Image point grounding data
»»

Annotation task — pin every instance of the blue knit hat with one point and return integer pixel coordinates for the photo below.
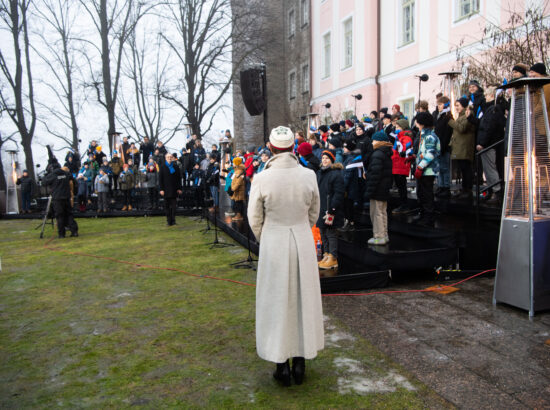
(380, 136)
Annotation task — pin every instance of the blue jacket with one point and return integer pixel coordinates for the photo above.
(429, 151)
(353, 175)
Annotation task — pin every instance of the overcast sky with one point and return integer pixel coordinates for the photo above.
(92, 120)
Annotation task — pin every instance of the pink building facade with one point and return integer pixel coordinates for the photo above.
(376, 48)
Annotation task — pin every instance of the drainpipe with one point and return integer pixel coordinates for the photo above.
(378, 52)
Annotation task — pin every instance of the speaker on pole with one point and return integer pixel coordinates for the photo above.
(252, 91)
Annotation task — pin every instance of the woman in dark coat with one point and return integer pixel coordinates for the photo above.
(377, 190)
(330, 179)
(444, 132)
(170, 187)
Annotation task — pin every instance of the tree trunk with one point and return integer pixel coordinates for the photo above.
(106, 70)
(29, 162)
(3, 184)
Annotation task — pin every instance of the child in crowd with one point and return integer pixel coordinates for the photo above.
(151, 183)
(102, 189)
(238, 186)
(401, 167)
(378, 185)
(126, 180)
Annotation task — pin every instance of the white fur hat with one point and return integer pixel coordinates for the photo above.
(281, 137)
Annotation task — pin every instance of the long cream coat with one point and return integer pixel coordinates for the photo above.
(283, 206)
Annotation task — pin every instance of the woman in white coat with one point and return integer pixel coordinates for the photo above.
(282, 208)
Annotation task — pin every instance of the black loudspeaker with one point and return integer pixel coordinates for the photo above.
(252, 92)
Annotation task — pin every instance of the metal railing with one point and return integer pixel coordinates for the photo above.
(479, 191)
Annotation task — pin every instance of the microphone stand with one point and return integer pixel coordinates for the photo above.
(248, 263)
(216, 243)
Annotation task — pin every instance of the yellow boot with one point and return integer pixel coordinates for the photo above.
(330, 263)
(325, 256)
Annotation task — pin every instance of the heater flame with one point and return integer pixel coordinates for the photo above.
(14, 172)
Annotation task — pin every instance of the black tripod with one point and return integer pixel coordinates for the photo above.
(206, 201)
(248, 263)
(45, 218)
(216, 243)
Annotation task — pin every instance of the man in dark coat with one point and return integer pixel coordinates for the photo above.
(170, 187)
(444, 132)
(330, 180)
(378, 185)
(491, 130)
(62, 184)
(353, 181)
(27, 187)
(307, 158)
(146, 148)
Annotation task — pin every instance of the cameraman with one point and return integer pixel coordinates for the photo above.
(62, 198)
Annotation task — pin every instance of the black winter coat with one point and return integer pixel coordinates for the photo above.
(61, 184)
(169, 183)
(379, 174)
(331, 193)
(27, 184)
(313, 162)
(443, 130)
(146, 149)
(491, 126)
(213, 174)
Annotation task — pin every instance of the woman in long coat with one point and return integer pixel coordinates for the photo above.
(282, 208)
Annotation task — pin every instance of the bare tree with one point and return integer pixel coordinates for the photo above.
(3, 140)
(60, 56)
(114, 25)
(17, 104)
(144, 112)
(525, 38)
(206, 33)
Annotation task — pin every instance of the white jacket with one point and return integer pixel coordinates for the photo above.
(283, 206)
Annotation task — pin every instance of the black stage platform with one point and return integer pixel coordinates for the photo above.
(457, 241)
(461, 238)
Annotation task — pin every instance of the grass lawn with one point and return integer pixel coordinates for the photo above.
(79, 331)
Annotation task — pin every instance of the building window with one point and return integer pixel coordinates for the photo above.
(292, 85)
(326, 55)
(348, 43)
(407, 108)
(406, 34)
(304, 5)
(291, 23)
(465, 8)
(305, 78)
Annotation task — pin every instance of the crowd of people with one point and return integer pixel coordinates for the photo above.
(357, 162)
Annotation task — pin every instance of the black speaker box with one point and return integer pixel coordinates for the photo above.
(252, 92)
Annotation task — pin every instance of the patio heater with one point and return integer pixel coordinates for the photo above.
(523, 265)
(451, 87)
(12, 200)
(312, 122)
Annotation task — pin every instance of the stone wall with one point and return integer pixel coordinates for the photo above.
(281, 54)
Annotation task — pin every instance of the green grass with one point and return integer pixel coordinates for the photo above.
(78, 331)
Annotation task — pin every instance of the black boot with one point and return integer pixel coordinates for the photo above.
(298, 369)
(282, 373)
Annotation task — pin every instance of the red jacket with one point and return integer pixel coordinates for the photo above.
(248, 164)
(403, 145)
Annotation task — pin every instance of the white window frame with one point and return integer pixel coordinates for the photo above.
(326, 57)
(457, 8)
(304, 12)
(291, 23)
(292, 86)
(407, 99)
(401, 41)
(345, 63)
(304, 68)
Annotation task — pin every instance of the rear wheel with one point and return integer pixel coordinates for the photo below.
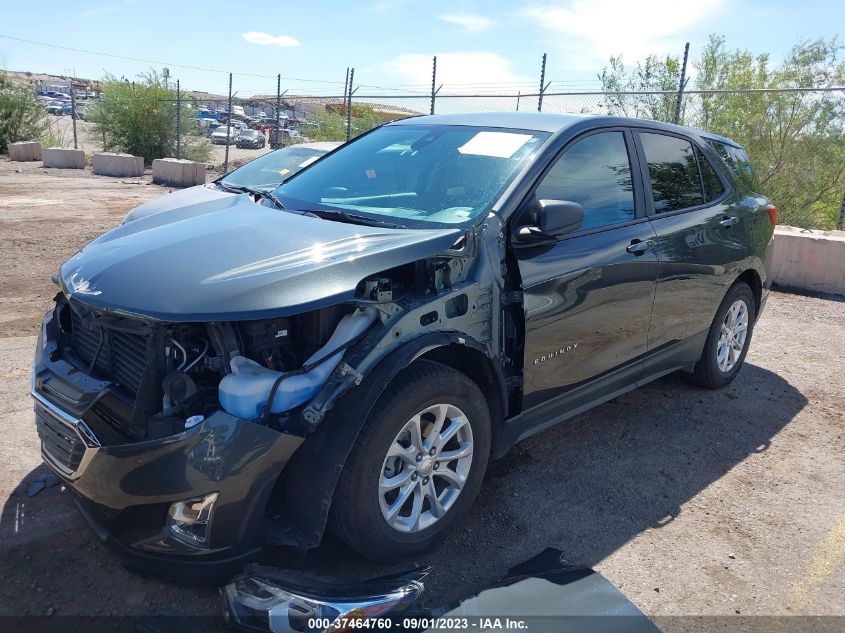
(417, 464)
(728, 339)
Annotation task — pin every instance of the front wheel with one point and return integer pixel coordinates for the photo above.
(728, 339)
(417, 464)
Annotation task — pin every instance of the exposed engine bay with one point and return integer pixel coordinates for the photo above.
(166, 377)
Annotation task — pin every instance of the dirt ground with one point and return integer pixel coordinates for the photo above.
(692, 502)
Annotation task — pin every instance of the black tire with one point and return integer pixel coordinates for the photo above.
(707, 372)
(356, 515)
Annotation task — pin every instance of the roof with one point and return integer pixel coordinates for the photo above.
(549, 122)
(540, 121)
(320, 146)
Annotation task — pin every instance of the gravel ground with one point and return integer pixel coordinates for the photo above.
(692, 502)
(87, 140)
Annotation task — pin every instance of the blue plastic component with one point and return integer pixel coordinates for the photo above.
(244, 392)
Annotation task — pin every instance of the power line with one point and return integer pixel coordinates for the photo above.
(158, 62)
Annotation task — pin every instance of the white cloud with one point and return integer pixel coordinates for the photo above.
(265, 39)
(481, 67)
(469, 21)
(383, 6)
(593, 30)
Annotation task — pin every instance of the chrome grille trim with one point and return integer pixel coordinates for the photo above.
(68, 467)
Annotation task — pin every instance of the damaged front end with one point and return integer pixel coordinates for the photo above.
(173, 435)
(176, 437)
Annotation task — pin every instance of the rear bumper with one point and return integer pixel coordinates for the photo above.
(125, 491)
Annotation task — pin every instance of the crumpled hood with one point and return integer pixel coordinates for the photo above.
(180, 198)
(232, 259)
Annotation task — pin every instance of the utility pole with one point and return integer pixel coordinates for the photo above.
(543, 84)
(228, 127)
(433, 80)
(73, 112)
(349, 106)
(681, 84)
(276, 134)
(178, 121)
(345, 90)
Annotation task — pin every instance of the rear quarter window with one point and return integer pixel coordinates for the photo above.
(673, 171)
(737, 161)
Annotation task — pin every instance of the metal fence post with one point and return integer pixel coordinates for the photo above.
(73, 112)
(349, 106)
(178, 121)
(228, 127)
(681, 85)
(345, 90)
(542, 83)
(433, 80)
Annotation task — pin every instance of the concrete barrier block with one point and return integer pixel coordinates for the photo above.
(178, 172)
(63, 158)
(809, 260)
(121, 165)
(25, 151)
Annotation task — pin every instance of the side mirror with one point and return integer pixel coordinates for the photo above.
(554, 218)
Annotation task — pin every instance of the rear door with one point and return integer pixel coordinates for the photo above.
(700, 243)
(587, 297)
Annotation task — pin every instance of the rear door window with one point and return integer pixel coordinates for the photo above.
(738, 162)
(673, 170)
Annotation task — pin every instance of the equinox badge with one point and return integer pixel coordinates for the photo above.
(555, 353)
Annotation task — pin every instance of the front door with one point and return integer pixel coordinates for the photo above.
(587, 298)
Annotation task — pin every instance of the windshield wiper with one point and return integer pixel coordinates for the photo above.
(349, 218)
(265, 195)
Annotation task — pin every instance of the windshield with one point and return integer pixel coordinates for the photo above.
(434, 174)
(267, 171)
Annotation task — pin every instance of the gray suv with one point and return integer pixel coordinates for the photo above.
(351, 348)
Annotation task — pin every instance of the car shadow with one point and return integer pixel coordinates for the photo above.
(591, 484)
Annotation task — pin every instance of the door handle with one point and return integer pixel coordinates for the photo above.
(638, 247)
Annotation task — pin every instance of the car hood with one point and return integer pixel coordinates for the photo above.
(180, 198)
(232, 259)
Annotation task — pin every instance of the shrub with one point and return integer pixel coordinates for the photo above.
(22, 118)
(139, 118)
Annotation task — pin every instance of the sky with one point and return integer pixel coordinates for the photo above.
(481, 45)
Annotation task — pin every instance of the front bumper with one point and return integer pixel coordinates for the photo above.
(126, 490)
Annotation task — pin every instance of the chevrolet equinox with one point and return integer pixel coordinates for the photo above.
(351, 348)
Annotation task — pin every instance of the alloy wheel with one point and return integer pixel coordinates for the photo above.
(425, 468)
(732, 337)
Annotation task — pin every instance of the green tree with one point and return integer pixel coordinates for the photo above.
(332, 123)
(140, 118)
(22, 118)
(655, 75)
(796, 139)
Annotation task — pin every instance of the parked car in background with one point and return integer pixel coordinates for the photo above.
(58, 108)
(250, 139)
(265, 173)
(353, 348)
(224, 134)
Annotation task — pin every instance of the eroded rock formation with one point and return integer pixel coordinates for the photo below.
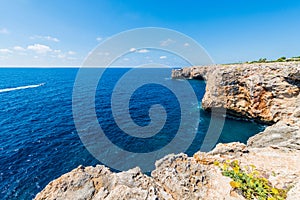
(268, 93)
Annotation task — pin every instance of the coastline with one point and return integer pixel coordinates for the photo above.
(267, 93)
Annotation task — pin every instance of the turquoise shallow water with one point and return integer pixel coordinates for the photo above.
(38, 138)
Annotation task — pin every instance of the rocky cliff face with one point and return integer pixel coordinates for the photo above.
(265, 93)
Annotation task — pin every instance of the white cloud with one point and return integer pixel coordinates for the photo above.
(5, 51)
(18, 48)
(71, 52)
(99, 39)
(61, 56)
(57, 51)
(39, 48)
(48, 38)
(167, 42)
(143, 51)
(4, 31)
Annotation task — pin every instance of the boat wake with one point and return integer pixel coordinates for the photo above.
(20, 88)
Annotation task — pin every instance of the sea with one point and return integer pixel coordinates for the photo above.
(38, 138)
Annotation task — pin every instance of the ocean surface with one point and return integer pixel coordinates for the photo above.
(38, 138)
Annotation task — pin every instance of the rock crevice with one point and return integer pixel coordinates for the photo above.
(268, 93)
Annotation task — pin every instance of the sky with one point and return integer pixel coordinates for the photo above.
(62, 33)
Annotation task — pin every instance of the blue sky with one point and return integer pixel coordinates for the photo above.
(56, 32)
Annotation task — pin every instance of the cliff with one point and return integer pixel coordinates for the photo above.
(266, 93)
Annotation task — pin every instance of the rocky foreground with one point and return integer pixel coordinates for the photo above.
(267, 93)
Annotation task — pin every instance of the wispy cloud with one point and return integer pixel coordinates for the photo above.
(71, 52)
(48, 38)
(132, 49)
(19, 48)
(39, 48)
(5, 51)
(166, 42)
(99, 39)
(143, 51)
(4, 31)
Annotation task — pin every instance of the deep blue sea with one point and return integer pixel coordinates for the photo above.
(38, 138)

««

Word for word, restate only the lines from the one containing "Annotation task — pin every instance of the wispy" through the last line of the entries, with both ends kept.

→ **Written answer**
Annotation task — pin every instance of the wispy cloud with one point and return integer pixel coordinates for the photo above.
(71, 52)
(48, 38)
(132, 49)
(19, 48)
(39, 48)
(5, 51)
(166, 42)
(99, 39)
(143, 51)
(4, 31)
Annotation task — pin every instance of the deep blue sea with one point and return integer pixel coordinates for the photo above.
(38, 138)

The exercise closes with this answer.